The request: Express all of the data below as a two-column CSV with the headers input and output. Give each input and its answer one row, put each in a single quoted field, and replace its line breaks with spaces.

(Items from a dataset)
[Begin]
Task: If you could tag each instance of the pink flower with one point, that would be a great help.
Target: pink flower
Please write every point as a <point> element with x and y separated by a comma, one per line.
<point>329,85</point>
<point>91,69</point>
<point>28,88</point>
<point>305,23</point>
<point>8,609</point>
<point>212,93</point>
[End]
The answer:
input,output
"Task: If you could tag each instance of the pink flower with one point, that would be a great help. Target: pink flower Please write every point as a <point> element with x and y separated by a comma, one per line.","<point>329,85</point> <point>91,69</point> <point>28,88</point> <point>305,23</point> <point>8,609</point> <point>212,93</point>"